[Image-grounded pointing data]
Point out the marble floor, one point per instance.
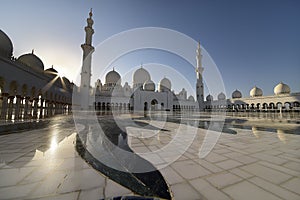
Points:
(252, 164)
(43, 164)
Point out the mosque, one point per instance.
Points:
(27, 89)
(143, 96)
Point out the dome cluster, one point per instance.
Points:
(6, 46)
(149, 86)
(113, 78)
(164, 85)
(236, 94)
(141, 79)
(282, 88)
(140, 76)
(28, 61)
(256, 92)
(221, 96)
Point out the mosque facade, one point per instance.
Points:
(282, 100)
(142, 95)
(27, 89)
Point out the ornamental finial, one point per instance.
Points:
(91, 13)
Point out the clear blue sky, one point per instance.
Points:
(252, 42)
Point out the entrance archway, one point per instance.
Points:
(154, 104)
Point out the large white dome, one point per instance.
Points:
(6, 46)
(191, 98)
(113, 77)
(236, 94)
(282, 88)
(221, 96)
(149, 86)
(256, 92)
(164, 85)
(32, 61)
(140, 76)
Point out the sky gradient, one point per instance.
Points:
(251, 42)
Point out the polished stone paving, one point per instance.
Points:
(43, 164)
(252, 164)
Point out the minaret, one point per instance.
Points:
(199, 84)
(86, 74)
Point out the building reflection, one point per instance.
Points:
(282, 136)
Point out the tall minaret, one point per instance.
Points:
(199, 84)
(86, 74)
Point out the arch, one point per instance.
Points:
(258, 106)
(279, 105)
(287, 105)
(265, 106)
(13, 88)
(154, 104)
(2, 84)
(33, 91)
(271, 105)
(296, 104)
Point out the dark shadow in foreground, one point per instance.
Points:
(147, 184)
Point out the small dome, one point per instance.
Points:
(256, 92)
(112, 77)
(282, 88)
(164, 84)
(236, 94)
(32, 61)
(221, 96)
(140, 76)
(209, 98)
(149, 86)
(191, 98)
(6, 46)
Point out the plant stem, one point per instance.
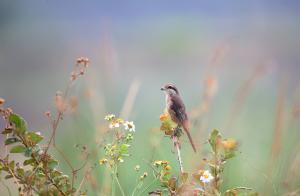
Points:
(145, 189)
(136, 188)
(117, 180)
(176, 143)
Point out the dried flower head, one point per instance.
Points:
(229, 144)
(206, 177)
(129, 126)
(137, 168)
(2, 101)
(73, 76)
(48, 114)
(109, 117)
(142, 177)
(103, 161)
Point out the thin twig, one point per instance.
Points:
(176, 144)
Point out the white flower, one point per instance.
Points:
(114, 125)
(109, 117)
(129, 126)
(206, 177)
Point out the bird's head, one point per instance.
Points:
(170, 89)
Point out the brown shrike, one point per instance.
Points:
(176, 109)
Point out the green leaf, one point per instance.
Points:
(52, 163)
(7, 131)
(214, 139)
(11, 140)
(18, 149)
(34, 137)
(28, 162)
(19, 122)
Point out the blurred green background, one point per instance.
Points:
(236, 64)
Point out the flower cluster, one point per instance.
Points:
(164, 170)
(119, 147)
(116, 122)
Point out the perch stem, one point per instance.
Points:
(176, 144)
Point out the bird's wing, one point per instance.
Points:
(178, 109)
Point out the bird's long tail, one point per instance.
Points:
(186, 129)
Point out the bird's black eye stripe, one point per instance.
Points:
(173, 88)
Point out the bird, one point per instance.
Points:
(176, 109)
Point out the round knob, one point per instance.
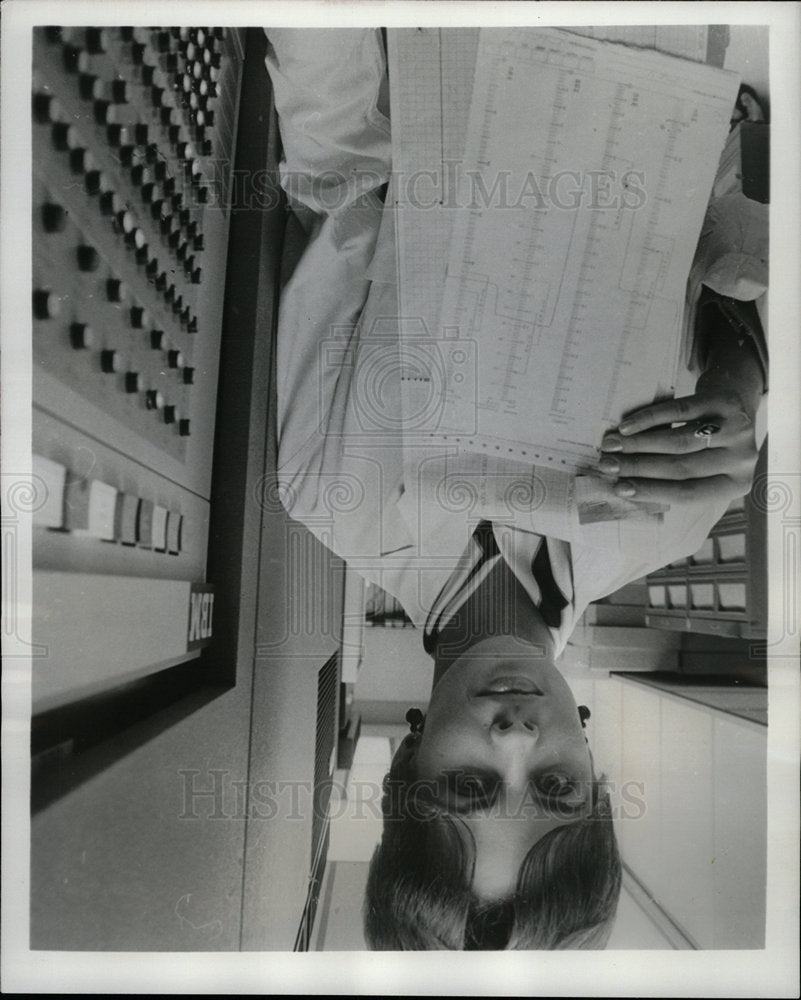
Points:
(139, 317)
(81, 336)
(115, 290)
(54, 217)
(110, 361)
(46, 304)
(88, 258)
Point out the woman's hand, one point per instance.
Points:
(658, 462)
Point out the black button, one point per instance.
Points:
(109, 361)
(54, 217)
(88, 258)
(92, 182)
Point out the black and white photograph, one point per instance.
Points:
(401, 497)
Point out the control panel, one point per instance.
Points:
(134, 131)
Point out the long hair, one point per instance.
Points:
(418, 887)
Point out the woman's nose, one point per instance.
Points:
(509, 725)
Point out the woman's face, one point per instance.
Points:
(504, 741)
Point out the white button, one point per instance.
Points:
(49, 479)
(160, 528)
(102, 502)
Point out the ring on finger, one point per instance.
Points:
(704, 431)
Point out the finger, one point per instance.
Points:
(666, 441)
(671, 411)
(696, 465)
(713, 488)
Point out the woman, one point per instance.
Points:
(497, 832)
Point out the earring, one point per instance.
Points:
(415, 718)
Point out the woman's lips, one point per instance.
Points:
(512, 685)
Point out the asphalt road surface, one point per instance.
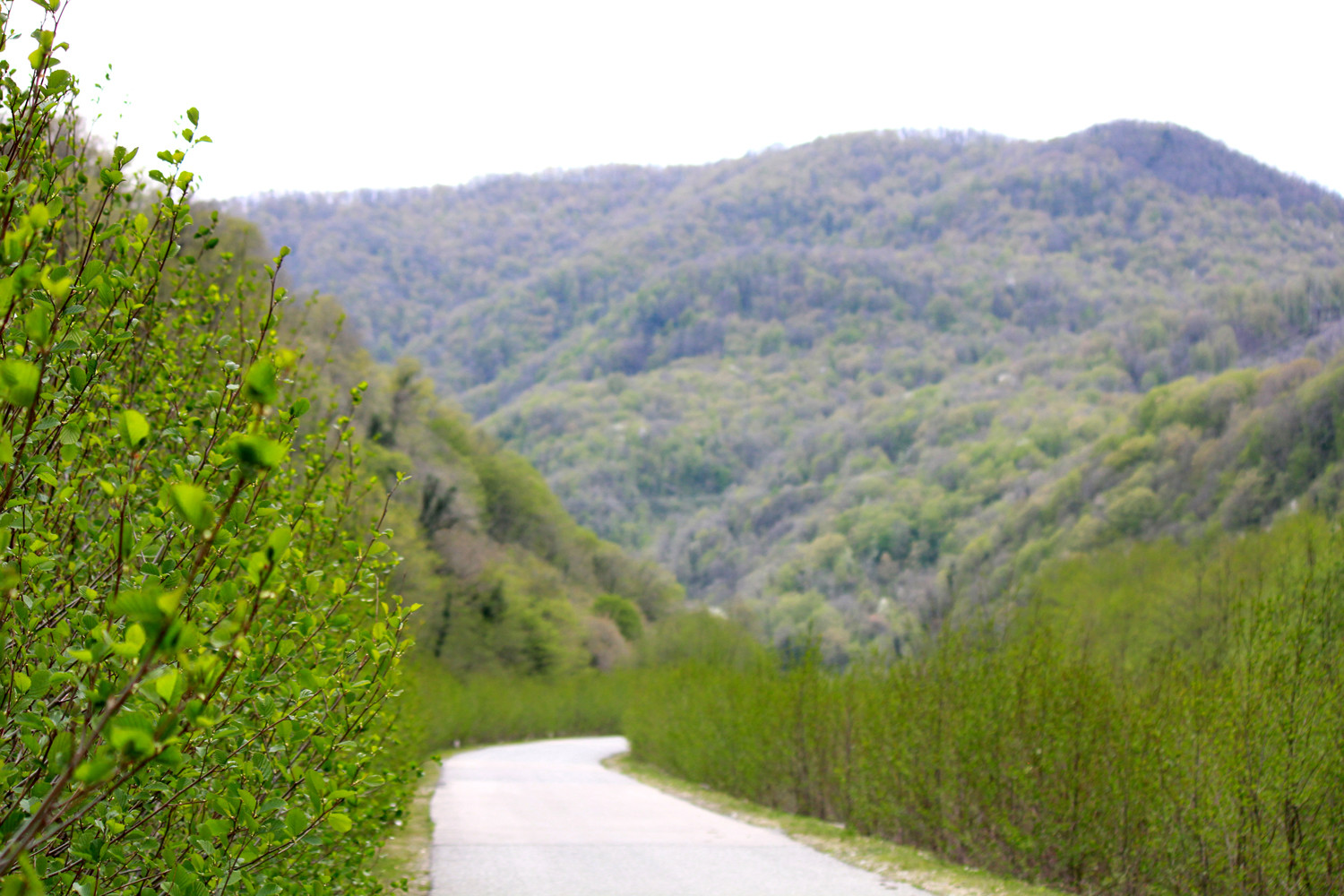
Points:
(547, 820)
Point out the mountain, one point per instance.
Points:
(825, 384)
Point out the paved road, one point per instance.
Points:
(546, 820)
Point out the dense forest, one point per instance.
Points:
(849, 387)
(242, 563)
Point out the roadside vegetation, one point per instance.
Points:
(1153, 719)
(198, 646)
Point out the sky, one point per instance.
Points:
(335, 96)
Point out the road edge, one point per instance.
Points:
(895, 863)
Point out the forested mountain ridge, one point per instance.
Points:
(824, 382)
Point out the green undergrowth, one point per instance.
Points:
(892, 861)
(403, 861)
(1159, 719)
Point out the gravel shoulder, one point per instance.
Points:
(546, 818)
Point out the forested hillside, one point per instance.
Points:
(846, 386)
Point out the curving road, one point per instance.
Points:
(547, 820)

What you have to do
Please determine how many lines in the entries contain the word "mosque" and reply with that figure alone.

Exercise output
2